PASSAGE PROVIDED —
^^^^^^^^^^^^^^^^

People define themselves through their choices
The studies just described come from the book The Art of Choices written by Sheena Iyengar, a professor at Columbia University. In her book, Iyengar makes these observations. The way that people make choices as individual consumers of products and services has changed with industrialization. Buying was once very matter-of-fact due to limited options, but it has been transformed into collecting markers of personal identity. As “an ethos of independence” took over, getting noticed as an individual replaced blending in, and choice became an exercise of personal definition. Think Starbucks, automobiles, or clothing fashion. Now, people everywhere face substantial new alternatives. Options for family structure, political affiliation, and even eye color (with “tinted contact lenses”) let people express themselves in countless ways.
Iyengar continues by stating that along with freedom, these decisions carry the burden of defining a person’s self-image. She describes three challenges make this hard: People believe they are more unique than they are, they want a consistent vision of themselves, and they want it to mesh with others’ views of them. With each potentially immobilizing choice, people define themselves privately and socially. Iyengar’s solution: Try to see your identity as ever changing, so that choosing helps you discover yourself.
If we replace organizations with people there are similarities.

^^^^^^^^^^^^^^^^

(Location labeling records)
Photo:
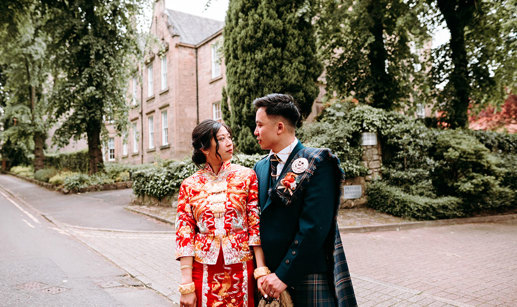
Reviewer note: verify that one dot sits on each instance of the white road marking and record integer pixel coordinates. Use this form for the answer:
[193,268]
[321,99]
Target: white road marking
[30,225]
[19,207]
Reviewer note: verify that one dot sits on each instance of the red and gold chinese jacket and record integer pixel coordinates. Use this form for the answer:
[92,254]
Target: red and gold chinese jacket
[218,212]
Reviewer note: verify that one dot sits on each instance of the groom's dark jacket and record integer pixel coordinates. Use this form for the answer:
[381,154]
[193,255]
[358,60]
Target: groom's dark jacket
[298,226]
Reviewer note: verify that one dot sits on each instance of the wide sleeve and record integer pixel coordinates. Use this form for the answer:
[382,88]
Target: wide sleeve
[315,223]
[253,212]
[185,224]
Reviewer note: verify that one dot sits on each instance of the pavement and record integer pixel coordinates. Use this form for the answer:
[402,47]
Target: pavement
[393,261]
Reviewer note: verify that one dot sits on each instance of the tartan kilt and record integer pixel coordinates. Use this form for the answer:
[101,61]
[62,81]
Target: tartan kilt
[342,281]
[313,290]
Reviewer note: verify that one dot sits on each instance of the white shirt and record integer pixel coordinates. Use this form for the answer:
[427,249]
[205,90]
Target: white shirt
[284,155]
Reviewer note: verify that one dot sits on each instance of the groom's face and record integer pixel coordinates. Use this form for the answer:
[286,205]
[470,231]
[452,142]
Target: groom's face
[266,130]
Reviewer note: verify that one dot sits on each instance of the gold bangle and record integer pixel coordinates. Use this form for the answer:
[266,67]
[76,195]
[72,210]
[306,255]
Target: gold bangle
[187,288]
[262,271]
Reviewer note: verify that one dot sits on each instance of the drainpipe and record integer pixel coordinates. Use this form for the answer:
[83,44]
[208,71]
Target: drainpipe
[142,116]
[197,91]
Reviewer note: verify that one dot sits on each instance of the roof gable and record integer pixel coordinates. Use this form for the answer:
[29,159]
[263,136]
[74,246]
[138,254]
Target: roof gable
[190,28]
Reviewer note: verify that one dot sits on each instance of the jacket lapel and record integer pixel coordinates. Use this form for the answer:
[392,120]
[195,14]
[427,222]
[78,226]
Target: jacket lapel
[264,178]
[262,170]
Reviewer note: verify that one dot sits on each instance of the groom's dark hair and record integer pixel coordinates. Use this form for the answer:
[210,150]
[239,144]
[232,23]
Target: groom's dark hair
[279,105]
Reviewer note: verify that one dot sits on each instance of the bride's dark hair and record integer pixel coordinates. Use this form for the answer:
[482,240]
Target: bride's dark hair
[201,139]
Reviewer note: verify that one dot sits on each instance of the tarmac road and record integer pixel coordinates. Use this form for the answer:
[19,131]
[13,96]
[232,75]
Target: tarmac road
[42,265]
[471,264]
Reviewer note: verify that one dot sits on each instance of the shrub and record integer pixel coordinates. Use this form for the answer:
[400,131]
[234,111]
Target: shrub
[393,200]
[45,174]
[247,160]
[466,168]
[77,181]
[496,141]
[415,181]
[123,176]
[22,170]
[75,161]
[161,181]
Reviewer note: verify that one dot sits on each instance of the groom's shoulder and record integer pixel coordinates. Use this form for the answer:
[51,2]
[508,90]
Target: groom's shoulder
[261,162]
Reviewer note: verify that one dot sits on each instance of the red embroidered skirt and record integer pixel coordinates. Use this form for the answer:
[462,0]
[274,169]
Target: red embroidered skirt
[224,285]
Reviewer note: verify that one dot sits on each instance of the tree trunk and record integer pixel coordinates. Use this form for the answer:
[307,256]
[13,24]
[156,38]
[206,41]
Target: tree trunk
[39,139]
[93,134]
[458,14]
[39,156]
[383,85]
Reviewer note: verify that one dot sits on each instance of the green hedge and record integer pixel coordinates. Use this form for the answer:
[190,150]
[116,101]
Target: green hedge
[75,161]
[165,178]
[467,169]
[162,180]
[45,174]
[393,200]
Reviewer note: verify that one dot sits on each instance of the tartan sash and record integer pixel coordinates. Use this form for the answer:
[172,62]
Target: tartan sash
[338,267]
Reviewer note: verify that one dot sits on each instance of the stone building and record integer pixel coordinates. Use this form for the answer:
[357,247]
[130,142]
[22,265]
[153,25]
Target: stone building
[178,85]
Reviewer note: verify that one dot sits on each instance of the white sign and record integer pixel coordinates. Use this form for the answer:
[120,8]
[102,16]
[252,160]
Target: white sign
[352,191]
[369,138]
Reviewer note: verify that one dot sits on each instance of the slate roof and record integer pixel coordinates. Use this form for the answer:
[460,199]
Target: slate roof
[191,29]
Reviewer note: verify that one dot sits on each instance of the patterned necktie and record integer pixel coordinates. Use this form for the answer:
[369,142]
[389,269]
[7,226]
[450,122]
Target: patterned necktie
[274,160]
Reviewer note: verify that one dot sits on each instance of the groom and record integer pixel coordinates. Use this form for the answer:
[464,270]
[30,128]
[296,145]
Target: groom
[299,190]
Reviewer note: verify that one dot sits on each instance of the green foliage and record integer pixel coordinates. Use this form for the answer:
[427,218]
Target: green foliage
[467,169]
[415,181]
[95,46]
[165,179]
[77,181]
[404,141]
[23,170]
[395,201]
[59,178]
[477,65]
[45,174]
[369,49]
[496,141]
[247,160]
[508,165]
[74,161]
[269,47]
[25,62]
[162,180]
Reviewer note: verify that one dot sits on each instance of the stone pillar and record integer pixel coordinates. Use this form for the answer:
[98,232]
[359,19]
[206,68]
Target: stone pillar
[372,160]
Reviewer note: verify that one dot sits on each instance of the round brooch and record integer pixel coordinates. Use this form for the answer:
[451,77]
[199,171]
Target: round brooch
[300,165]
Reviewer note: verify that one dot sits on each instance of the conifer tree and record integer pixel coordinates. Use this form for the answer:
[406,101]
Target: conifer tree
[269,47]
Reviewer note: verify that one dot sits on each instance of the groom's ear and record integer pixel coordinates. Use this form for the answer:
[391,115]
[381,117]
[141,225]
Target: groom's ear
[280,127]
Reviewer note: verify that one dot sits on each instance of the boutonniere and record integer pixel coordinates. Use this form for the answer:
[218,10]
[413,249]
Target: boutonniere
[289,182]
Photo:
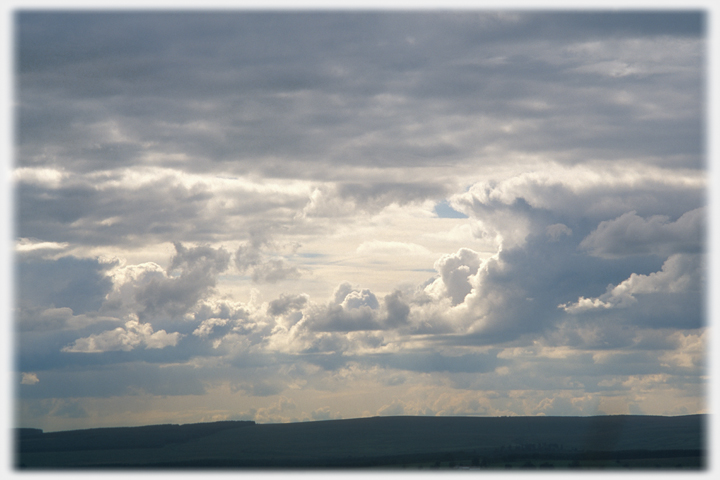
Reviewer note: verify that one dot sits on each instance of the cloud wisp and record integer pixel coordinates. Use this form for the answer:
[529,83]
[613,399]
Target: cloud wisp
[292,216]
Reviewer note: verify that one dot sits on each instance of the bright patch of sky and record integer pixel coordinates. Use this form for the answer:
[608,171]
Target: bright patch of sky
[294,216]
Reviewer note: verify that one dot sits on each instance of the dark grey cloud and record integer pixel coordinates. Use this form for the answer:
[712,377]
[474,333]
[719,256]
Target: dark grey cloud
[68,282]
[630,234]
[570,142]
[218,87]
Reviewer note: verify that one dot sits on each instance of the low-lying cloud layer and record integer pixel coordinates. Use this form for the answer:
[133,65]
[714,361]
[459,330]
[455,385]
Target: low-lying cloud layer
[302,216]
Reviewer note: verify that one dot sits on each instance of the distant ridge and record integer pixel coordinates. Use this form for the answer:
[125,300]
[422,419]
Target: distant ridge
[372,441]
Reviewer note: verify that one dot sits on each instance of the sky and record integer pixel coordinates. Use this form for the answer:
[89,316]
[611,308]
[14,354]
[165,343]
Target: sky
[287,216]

^^^^^^^^^^^^^^^^

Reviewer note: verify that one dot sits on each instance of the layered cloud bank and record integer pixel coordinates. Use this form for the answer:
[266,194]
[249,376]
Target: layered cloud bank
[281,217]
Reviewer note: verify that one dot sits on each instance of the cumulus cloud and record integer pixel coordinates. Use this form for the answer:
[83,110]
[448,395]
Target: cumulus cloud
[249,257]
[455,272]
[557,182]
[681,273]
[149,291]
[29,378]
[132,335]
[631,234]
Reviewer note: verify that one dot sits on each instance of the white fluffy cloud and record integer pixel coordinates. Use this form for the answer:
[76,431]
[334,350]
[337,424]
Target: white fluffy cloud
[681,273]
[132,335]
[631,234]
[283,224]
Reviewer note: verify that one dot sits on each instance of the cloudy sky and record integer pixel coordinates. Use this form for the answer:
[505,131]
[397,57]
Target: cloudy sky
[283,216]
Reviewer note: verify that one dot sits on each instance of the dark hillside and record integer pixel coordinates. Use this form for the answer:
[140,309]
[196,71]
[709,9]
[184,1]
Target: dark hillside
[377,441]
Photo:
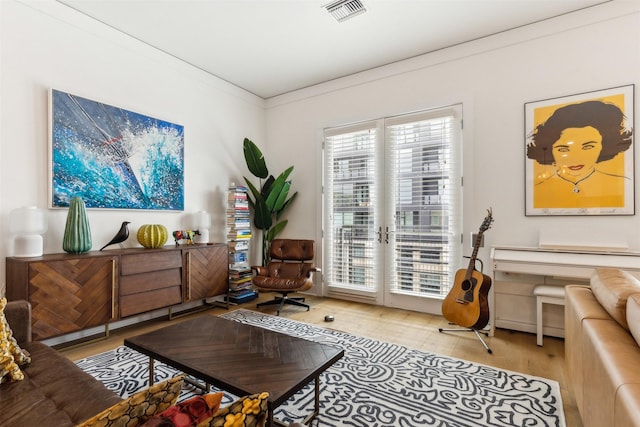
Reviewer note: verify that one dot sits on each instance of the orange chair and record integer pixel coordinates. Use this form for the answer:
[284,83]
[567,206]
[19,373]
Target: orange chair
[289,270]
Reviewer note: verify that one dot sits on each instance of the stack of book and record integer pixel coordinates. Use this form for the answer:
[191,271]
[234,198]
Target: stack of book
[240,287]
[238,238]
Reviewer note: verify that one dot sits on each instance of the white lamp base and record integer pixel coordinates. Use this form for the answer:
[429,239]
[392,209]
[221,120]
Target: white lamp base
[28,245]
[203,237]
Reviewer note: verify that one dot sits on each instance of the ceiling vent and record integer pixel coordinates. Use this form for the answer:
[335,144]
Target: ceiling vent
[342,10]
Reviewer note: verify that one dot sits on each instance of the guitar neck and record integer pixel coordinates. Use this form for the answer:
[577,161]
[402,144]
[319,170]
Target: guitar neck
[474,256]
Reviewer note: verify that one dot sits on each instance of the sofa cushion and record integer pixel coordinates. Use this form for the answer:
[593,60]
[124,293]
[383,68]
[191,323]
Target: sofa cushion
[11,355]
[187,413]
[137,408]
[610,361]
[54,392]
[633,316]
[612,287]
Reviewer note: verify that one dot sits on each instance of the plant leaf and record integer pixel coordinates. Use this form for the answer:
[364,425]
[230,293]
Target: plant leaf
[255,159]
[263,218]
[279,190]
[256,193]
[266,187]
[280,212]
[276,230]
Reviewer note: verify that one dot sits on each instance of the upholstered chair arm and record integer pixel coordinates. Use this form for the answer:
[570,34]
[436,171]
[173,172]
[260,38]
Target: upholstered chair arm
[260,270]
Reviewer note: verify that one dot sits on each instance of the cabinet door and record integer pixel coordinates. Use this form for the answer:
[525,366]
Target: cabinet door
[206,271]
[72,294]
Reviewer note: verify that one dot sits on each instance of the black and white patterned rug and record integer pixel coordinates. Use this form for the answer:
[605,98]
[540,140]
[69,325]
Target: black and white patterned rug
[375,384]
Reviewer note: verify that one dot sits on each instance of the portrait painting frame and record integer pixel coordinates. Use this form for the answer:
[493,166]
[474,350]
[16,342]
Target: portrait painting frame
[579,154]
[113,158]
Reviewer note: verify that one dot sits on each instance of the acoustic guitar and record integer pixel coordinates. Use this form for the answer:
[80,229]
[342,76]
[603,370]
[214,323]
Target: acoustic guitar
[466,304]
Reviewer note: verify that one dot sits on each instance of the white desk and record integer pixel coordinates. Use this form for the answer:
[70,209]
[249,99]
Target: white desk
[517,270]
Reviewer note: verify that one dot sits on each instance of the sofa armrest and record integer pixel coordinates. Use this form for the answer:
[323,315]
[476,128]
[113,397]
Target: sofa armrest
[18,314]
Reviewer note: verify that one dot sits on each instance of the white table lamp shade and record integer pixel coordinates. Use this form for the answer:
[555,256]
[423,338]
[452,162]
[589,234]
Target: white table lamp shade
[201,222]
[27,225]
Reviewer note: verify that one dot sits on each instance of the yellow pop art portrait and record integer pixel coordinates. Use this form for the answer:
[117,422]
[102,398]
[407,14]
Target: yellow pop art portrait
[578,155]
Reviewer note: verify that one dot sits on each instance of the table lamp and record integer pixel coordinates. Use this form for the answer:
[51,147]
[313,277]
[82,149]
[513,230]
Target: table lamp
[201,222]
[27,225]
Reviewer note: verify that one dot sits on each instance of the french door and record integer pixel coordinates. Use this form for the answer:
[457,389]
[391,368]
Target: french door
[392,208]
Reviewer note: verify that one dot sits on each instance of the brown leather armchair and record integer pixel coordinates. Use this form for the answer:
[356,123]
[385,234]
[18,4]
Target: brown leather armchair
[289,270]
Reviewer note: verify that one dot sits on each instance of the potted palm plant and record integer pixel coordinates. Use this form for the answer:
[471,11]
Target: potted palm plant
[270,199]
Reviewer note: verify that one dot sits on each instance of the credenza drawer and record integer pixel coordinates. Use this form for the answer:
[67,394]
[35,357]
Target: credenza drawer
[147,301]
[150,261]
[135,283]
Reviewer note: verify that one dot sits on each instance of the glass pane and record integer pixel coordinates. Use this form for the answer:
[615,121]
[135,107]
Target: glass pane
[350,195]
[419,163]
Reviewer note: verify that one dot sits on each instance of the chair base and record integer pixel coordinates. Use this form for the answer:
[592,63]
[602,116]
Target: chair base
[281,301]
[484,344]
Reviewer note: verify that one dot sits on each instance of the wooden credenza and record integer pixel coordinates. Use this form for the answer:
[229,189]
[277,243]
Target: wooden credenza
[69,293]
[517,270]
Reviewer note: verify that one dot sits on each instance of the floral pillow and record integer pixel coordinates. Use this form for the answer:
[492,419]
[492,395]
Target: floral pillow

^^^^^^^^^^^^^^^^

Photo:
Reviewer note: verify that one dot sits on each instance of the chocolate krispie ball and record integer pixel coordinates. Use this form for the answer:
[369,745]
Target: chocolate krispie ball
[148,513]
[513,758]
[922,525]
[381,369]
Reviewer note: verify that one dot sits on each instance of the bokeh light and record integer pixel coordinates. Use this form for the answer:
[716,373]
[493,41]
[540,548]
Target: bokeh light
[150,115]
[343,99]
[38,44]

^^^^^^^^^^^^^^^^

SET PROBLEM 1 — Rename "Reviewer note" to "Annotator note" in the rows, starting with the line that contains "of the credenza" and going on through the line that contains "Target: floral pillow", and give back only those lines with nothing else changed.
SET PROBLEM 2 — Go on with the passage about how people define themselves through their choices, picking up after its final sentence.

EXERCISE RESULT 1 —
Annotator note: verify that one dot sits on each instance of the credenza drawer and record integer pixel coordinates. Use this form for the answer:
[67,394]
[35,357]
Target: credenza drawer
[147,301]
[150,261]
[135,283]
Annotator note: verify that one dot sits on each instance of the glass pane and record integer pixel coordinates. Use this form for the answer:
[615,121]
[135,107]
Target: glass pane
[350,195]
[419,163]
Annotator note: verify that one dot sits on each instance of the chair base and record integer pixel coordinates. Use this form for the answer:
[592,63]
[602,116]
Target: chair base
[281,301]
[484,344]
Annotator note: verify that one dot sits on each instance of the wooden credenza and record integer pixel coordinates. Use this form for the answer:
[229,189]
[277,243]
Target: wooden credenza
[69,293]
[517,270]
Annotator note: verify that one dot sits on each instance of the floral pillow and record integer pixel coordinates. Use this form for the answer:
[492,419]
[492,395]
Target: floral pillow

EXERCISE RESULT 2 —
The role of analytics to make choices for organizations
Analytics’ goal should be to gain insights and solve problems, to make better and quicker decisions with more accurate and fact-based data, and to take actions. “Big data” with high performance computing is allowing organizations to deploy business analytics to have more choices and make better decisions. But the three challenges that Iyengar describes also apply to organizations. For commercial companies they seek a competitive edge typically through differentiated products and services increasingly targeting differentiated customers.
Since customer preferences are not static – they are making individual choices on what to purchase – business analytics are essential to detect what is changing. They are also needed for organizations to uniquely define themselves. Ultimately the best source to gain a competitive edge is to grow competencies in employees with analytics – creating a culture for analytics.